[Start]

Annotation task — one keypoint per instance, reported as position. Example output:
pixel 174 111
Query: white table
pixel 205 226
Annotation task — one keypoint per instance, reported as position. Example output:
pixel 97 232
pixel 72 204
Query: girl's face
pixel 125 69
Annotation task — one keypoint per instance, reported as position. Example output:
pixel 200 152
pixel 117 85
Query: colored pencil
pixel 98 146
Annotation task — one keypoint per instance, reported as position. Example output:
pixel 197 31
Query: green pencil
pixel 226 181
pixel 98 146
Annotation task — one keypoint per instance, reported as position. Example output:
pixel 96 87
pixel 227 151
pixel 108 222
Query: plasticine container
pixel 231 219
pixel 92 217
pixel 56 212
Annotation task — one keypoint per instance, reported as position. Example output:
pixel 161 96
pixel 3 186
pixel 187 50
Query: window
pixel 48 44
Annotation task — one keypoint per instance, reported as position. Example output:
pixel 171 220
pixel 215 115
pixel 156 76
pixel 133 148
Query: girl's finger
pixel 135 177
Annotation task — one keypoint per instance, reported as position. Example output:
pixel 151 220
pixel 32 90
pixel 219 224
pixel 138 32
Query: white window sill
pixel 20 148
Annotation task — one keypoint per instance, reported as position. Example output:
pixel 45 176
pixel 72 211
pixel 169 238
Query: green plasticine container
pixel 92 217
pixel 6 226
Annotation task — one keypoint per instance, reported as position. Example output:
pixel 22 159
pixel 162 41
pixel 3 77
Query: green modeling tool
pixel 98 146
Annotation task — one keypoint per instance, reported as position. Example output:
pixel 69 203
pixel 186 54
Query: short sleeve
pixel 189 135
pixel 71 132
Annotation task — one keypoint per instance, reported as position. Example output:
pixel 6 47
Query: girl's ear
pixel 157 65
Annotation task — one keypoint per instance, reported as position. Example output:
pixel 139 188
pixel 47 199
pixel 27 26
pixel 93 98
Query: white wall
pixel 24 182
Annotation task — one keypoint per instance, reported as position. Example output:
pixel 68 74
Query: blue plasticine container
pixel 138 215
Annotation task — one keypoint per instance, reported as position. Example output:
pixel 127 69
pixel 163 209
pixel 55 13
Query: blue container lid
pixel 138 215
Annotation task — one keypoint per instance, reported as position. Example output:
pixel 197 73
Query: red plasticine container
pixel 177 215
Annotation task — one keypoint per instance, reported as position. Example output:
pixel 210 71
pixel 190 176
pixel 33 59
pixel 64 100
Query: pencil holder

[End]

» Problem statement: Set down the listing in full, keeping every word exactly as it is.

» Result of the exercise:
Annotation task — one keypoint per instance, reported as position. Example output:
pixel 174 111
Query: white table
pixel 205 226
Annotation task — one keypoint per instance, reported as position. Example output:
pixel 97 232
pixel 72 204
Query: girl's face
pixel 125 69
Annotation task — one keypoint per instance, reported as position. Example output:
pixel 200 152
pixel 117 85
Query: colored pencil
pixel 98 146
Annotation task — one keypoint per instance, reported as position. Example output:
pixel 197 31
Query: green pencil
pixel 226 181
pixel 98 146
Annotation task — one keypoint per instance, reported as position. Example output:
pixel 96 87
pixel 227 151
pixel 108 222
Query: plasticine container
pixel 231 219
pixel 92 217
pixel 56 212
Annotation task — one keypoint per instance, reported as position. Example output:
pixel 161 96
pixel 3 186
pixel 187 50
Query: window
pixel 48 44
Annotation task — one keypoint per instance, reported as position. Example output:
pixel 171 220
pixel 215 115
pixel 156 76
pixel 133 148
Query: girl's finger
pixel 135 177
Annotation task — one keypoint per instance, reported as position. Example output:
pixel 151 220
pixel 32 90
pixel 219 224
pixel 138 32
Query: white window sill
pixel 20 148
Annotation task — one keypoint per instance, reported as position. Example output:
pixel 45 176
pixel 72 211
pixel 169 238
Query: green plasticine container
pixel 92 217
pixel 6 226
Annotation task — one keypoint per instance, reported as position. Example output:
pixel 22 159
pixel 162 41
pixel 3 77
Query: green modeling tool
pixel 98 146
Annotation task — one keypoint per instance, reported as position. Example output:
pixel 69 203
pixel 186 54
Query: short sleeve
pixel 189 135
pixel 71 132
Annotation task — one keypoint per instance, reported as position. Example output:
pixel 6 47
Query: girl's ear
pixel 157 65
Annotation task — one keypoint per instance, reported as position. Example output:
pixel 139 188
pixel 47 199
pixel 27 26
pixel 93 98
Query: white wall
pixel 24 182
Annotation task — one keypoint per instance, reported as position. Example output:
pixel 68 74
Query: blue plasticine container
pixel 138 215
Annotation task — one keypoint per instance, reported as position. Example output:
pixel 127 69
pixel 163 209
pixel 55 13
Query: blue container lid
pixel 138 215
Annotation task — one keypoint per instance, reported as position. Example output:
pixel 197 73
Query: red plasticine container
pixel 177 215
Annotation task — one keypoint per instance, reported as position. Example output:
pixel 210 71
pixel 190 176
pixel 33 59
pixel 64 100
Query: pencil holder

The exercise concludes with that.